Data items:

** START **

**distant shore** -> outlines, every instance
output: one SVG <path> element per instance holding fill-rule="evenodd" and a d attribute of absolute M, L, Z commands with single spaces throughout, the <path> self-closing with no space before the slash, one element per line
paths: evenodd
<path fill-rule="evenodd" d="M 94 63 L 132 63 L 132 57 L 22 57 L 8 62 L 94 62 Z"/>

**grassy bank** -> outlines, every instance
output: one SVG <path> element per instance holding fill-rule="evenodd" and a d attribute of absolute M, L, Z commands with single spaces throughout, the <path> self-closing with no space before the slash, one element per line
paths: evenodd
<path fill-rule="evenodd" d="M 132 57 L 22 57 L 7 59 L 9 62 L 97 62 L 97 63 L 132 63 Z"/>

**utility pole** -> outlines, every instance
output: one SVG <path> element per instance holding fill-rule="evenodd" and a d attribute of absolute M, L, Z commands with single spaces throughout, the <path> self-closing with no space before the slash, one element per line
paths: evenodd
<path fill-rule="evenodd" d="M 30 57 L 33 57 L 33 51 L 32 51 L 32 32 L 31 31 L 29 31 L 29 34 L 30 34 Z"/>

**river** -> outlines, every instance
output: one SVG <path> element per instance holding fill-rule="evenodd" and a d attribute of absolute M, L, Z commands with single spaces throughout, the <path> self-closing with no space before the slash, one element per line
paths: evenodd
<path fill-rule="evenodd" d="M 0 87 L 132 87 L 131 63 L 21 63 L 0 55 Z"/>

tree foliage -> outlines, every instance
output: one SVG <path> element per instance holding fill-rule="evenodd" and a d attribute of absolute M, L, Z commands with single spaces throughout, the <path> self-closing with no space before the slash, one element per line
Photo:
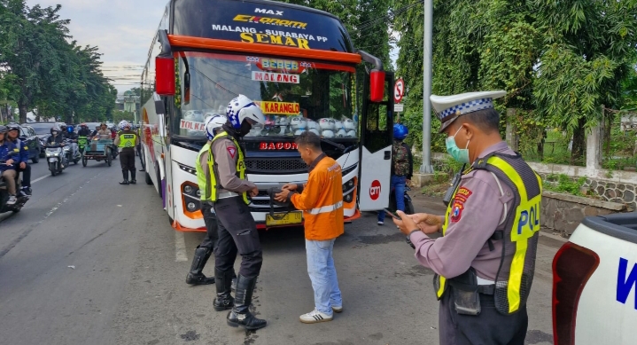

** END **

▸ **TASK PROMPT**: Rewrite each line of the data items above as a Markdown table with the columns "No." and "Line," numbering the rows and skipping blank lines. Leave the pictures out.

▸ **TASK RESULT**:
| No. | Line |
|---|---|
| 1 | **distant shore** -> outlines, every instance |
| 2 | output: one SVG <path> element per instance holding fill-rule="evenodd" and a d attribute of absolute M, L, Z commands with single spaces throughout, the <path> self-closing with no space before the slash, one element per line |
| 3 | paths: evenodd |
| 4 | <path fill-rule="evenodd" d="M 94 63 L 132 63 L 132 57 L 22 57 L 8 62 L 94 62 Z"/> |
| 5 | **grassy bank** -> outlines, every instance |
| 6 | output: one SVG <path> element per instance holding fill-rule="evenodd" and a d attribute of absolute M, L, Z commands with single spaces throughout, the <path> self-closing with no space before the slash, one element per line |
| 7 | paths: evenodd |
| 8 | <path fill-rule="evenodd" d="M 132 57 L 22 57 L 7 59 L 9 62 L 97 62 L 97 63 L 132 63 Z"/> |
| 9 | **utility pole** -> outlines, every instance |
| 10 | output: one SVG <path> element per instance holding fill-rule="evenodd" and a d attribute of absolute M, L, Z commands with single spaces throughout, the <path> self-closing with no space before the slash, one element per line |
| 11 | paths: evenodd |
| 12 | <path fill-rule="evenodd" d="M 30 57 L 33 57 L 33 51 L 32 51 L 32 32 L 31 31 L 29 31 L 29 34 L 30 34 Z"/> |
| 13 | **river** -> outlines, every instance |
| 14 | output: one SVG <path> element per instance holding fill-rule="evenodd" and a d attribute of absolute M, L, Z commands with single spaces throughout, the <path> self-closing with no space before the slash, one element per line |
| 15 | paths: evenodd |
| 16 | <path fill-rule="evenodd" d="M 0 87 L 132 87 L 131 63 L 21 63 L 0 55 Z"/> |
| 17 | tree foliage -> outlines, every instance |
| 18 | output: one SVG <path> element per instance holding fill-rule="evenodd" and a d attribute of absolute M, L, Z commands with single spaces throughout, the <path> self-closing with no space before the slash, one element per line |
| 19 | Photo: |